_SOURCE EXTRACT_:
******************************

Tuesday, October 04, 2016

Night Vision Goggles (NVGs)

I can say without a doubt, flying a helicopter while using Night Vision Goggles (NVGs) is exciting, exhilarating, frightening, terrifying, difficult, challenging and some of the most fun I have ever had all rolled up into one mish-mash of feelings. First a bit of technical background again, as without this information the majority of my comments will not make a great deal of sense. The NVGs we flew with amplified available light 3000 to 4000 times, which is pretty cool. You could go outside on a starry night and turn them on and see all kinds of things that you just couldn't see under normal conditions.  You didn't give away the fact that you were there to the enemy, which was a big deal. (Ask the Iraqi army after Desert Storm).

I was first introduced to NVG technology in basic training in 1978 with the "Starlight Scope". This was a rifle mounted scope that was huge (nearly half the weight of an M16 and the view in its display was incredibly difficult to make out any details. It was a demonstration only and I never saw anything like it again until my NVG training.
The goggles we used in this training we modified goggles that had been designed for the infantry. AN/PVS-5 was their designation. The original design was known as a full face goggles. They fit your face very similar to the "Virtual Reality" headgear you see today and you had no vision except out the goggles. It was quickly determined that this was unsuitable for aviation. You had no ability to see inside the cockpit wearing goggles to operate the aircraft.  Two pilots were needed, one pilot with goggles and one without them, and this also turned out to be an unsuitable combination. The results of these attempts prompted the "Cutaway design".

Three quarters of the goggle mounting chassis were discarded as well as a foam cushion to pad where the goggle frame met your face. The battery holder and switch were moved to the top (only real remaining part of the goggle chassis) and the frame then fastened to the front edge of your flight helmet. This allowed you to see the instrument panel and view your maps and allowed limited peripheral vision which was deemed necessary during testing to help avoid spatial disorientation. This was important as disorientation lead to crashes. We now had an infantry tool that has been modified for aviation use and we strapped it to our helmets. Did I mention this apparatus is about 6 inches long and weighed a pound and a half? To help balance this out you, had a weight bag Velcroed to the back of your helmet adding another pound or so to your helmet load. This lead to hot spot pain points where your helmet pressed against your scalp and a lot of neck fatigue too.

******************************

In the blog post on flying with night vision goggles, write out the part that opens with the words containing "Tuesday, October 04, 2016" and closes with "after Desert Storm).", switching "Night Vision Goggles" to "Night Vision Devices".

Excerpt from a dataset:
******************************

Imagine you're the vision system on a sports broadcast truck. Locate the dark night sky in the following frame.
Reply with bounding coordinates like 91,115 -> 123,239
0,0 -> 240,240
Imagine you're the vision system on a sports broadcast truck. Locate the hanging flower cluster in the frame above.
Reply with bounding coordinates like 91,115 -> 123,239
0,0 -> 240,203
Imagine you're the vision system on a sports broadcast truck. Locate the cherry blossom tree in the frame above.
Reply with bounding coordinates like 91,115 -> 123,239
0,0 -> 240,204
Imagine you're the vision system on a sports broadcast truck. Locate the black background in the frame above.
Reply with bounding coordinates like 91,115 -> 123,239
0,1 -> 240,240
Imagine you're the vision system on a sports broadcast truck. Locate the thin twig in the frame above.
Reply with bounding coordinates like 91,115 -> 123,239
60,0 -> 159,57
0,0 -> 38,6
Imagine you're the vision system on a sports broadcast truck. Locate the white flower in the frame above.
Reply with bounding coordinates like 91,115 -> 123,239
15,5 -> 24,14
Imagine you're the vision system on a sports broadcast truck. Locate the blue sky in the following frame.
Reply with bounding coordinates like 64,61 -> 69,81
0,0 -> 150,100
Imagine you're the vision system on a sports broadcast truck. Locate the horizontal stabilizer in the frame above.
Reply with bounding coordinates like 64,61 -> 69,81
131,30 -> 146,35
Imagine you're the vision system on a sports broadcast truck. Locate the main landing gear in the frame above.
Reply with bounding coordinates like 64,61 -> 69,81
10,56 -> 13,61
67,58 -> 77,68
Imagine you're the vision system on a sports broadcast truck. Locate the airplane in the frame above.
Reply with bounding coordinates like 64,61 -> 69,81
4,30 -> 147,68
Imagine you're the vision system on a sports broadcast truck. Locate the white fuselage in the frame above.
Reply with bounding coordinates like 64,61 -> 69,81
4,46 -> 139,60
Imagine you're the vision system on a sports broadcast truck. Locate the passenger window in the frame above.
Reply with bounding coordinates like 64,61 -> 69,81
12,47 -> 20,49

******************************

_FINISHED EXERCISE_:
Tuesday, October 04, 2016

Night Vision Devices (NVGs)

I can say without a doubt, flying a helicopter while using Night Vision Devices (NVGs) is exciting, exhilarating, frightening, terrifying, difficult, challenging and some of the most fun I have ever had all rolled up into one mish-mash of feelings. First a bit of technical background again, as without this information the majority of my comments will not make a great deal of sense. The NVGs we flew with amplified available light 3000 to 4000 times, which is pretty cool. You could go outside on a starry night and turn them on and see all kinds of things that you just couldn't see under normal conditions.  You didn't give away the fact that you were there to the enemy, which was a big deal. (Ask the Iraqi army after Desert Storm).